• [WHAT TO WORK ON]: Please list every company or brand named in the passage on corporate climate action below.

• [EXTRACT TO READ]:
..............................
Mark Carney and Michael Bloomberg's Task Force on Climate Related Financial Disclosures (TCFD) has responded to investor concerns by creating a dedicated reporting framework around climate-related risks. This is designed to align the US$12 trillion market capitalisation of 1000+ signatory companies with a carbon constrained economy, by allowing them to scrutinise investments for climate risks, and maximise the opportunities for green growth.

Such industry initiatives go hand in glove with regulatory action. New regulatory drivers are impacting the political economy in a way that forces corporate climate action. The TCFD framework will for example be integrated in the EU's revamped Non-financial Report Directive, now up for public consultation. The groundbreaking piece of legislation may however be the EU's Sustainable Taxonomy, a classification system for sustainable assets and activities. This is bound to have ripple effects across markets around the globe.

Bellwether eco-celebrity brands (think Tesla and Impossible Burger) are increasingly in the public eye, as are philanthropic commitments, such as Amazon CEO Jeff Bezos's US$10 billion climate fund. Celebrities such as Leonardo Dicaprio have turned to climate activism with his documentary 'Ice on Fire', while climate activist CEOs are no longer a thing of the future, with people such as former Unilever CEO Paul Polman leading the way. Multilateral fora such as the International Platform on Sustainable Finance will accelerate the dissemination of regulatory principles and practices.

The 'Greta effect' has galvanised a new generation of activists and spilled over into the mainstream. A more vocal and informed public is demanding that commitments from businesses reflect the true scale of the climate challenge and are underpinned by real, measurable action on the ground. This sentiment is shared by consumers and employees, with the latter being seen to take stands on employers' pledges – or lack of – on climate action.

Physical climate risks will continue wreaking havoc

Despite the mounting coverage on extreme weather, there is still a yawning gap between a 'science-based' decarbonisation pathway to limit global temperature rise to 1.5-degrees and the aggregate climate commitments from governments.

The Paris Agreement, which was due to come into force this year at the COP26 climate summit, enshrines country carbon reduction resolutions – through policy commitments to change to energy and transport infrastructure, among many other things. However, as they currently stand, national commitments would at best limit warming to a 3-degree rise.

This shortfall must be met by a wholescale transformation of business. From efficiency improvements and technology changes to, most importantly, a fundamental shift in corporate strategy in order to align with the necessary transition to low carbon.
..............................
• [INFORMATION SHOWN]:
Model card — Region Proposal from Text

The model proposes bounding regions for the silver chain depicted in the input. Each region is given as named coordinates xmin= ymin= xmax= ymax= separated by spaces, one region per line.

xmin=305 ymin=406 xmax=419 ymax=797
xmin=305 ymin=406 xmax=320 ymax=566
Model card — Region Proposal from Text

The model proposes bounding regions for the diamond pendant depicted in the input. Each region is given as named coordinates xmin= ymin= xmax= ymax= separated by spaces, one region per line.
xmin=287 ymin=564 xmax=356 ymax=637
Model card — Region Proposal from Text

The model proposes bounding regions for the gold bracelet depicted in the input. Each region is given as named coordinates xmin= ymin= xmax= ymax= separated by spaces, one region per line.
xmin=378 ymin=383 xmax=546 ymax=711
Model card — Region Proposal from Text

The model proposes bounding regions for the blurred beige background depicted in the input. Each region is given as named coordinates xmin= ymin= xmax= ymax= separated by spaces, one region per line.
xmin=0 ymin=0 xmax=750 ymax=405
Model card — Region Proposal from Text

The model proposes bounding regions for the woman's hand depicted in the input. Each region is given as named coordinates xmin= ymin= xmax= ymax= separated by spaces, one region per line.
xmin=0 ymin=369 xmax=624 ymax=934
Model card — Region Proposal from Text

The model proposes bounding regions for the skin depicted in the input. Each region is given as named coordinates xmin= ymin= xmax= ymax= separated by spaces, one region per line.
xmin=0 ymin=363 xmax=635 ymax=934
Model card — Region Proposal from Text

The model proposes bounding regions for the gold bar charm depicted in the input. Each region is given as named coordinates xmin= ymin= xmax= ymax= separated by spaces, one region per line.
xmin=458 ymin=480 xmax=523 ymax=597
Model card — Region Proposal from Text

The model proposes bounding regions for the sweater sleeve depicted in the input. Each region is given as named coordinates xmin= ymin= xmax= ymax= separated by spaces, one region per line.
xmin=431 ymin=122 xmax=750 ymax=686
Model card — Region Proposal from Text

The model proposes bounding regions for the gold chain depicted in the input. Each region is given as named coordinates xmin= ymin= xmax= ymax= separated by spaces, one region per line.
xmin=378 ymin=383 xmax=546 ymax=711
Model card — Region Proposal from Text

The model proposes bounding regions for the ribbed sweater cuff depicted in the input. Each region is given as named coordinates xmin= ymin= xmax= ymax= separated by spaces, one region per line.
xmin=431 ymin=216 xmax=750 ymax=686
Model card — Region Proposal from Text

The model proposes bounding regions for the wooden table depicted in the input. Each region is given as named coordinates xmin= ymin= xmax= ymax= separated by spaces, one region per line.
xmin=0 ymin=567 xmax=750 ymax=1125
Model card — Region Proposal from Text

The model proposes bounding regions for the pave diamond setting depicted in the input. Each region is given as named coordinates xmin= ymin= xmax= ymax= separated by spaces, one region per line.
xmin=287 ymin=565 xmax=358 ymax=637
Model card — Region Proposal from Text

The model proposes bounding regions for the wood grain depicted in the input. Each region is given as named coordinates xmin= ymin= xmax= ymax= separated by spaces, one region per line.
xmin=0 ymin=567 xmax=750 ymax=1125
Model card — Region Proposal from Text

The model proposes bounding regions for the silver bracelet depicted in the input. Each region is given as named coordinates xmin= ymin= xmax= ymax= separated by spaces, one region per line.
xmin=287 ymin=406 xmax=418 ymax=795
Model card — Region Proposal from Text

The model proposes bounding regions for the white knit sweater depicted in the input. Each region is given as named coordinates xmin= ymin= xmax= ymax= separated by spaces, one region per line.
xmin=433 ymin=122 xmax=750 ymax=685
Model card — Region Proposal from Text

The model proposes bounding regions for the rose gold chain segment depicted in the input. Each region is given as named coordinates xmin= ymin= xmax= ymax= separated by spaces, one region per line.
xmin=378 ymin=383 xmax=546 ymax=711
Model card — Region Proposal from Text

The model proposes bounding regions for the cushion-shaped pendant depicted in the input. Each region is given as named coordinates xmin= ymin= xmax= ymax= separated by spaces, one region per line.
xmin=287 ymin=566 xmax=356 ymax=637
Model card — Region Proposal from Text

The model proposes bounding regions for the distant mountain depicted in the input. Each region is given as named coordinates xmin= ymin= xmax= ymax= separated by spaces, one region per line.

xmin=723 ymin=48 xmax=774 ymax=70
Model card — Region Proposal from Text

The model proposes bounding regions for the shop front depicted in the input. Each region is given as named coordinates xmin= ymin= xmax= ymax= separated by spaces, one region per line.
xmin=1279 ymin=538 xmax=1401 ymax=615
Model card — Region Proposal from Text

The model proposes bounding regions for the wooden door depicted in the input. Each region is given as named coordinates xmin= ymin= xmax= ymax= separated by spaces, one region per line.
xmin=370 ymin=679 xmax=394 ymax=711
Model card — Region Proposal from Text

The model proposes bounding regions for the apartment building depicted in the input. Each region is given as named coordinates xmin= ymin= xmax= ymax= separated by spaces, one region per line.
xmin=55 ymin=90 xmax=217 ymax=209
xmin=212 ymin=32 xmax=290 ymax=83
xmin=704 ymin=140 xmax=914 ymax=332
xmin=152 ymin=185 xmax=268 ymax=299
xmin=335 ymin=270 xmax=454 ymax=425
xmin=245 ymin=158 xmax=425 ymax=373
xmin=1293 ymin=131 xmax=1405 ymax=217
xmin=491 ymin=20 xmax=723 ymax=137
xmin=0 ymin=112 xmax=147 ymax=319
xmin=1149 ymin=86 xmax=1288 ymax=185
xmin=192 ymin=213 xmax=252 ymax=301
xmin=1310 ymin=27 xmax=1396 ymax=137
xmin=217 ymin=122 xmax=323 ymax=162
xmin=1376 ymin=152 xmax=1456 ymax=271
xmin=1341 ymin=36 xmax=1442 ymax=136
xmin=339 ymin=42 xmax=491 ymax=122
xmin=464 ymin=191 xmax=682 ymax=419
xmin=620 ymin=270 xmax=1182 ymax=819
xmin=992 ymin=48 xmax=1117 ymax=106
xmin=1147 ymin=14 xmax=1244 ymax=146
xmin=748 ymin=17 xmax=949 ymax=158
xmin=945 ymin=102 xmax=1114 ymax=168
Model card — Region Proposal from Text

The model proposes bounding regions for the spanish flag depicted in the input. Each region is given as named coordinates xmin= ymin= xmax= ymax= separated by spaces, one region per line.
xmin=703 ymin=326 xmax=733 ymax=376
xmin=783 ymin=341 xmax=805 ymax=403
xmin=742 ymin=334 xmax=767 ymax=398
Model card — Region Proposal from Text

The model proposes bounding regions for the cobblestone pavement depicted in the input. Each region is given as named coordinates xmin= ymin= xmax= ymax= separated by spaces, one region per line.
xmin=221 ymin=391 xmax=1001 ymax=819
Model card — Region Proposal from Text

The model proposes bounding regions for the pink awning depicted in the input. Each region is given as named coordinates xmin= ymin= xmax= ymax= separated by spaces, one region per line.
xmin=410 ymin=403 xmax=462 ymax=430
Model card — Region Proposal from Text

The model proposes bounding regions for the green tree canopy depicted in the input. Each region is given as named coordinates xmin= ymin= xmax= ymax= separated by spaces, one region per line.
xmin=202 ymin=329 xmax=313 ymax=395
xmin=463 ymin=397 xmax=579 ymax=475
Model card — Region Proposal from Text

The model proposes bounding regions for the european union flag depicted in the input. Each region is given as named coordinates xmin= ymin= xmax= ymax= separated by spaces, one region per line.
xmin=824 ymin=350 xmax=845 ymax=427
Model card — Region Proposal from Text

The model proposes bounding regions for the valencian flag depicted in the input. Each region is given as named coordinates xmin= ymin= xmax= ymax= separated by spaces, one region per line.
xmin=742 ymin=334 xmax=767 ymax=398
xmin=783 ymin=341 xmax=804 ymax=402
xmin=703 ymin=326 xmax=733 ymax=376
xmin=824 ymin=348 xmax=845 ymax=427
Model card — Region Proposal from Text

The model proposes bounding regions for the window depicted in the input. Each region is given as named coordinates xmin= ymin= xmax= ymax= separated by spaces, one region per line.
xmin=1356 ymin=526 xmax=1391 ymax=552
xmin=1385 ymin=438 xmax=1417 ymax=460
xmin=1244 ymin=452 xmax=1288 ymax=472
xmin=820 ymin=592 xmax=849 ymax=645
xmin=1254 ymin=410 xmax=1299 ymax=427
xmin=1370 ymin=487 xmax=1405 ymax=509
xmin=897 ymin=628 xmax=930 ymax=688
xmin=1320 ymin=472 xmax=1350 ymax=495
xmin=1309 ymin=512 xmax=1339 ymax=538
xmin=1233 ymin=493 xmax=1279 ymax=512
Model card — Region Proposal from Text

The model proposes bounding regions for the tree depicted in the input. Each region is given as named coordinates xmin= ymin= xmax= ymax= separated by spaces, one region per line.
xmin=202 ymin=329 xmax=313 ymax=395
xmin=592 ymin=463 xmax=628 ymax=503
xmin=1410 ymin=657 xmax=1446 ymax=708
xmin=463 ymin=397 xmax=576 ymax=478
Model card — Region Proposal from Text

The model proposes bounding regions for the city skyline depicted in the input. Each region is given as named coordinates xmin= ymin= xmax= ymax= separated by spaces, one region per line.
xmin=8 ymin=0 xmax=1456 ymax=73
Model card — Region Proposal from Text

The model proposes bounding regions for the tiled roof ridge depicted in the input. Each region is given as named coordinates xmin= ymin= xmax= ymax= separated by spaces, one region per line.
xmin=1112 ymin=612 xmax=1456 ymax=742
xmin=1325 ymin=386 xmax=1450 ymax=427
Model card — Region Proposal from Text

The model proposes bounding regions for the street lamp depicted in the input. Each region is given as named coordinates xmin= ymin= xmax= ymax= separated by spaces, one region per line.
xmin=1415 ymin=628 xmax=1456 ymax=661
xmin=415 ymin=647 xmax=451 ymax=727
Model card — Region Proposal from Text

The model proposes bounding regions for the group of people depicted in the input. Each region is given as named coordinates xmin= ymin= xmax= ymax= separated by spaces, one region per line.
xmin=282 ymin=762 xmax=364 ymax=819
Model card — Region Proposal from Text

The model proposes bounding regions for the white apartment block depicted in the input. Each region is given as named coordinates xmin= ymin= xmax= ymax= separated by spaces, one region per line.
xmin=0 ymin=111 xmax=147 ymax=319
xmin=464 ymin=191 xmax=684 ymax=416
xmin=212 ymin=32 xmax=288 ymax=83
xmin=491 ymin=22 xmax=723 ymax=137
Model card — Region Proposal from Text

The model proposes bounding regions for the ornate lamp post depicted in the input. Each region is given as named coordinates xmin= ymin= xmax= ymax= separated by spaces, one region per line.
..............................
• [ANSWER AREA]: Tesla, Impossible Burger, Amazon, Unilever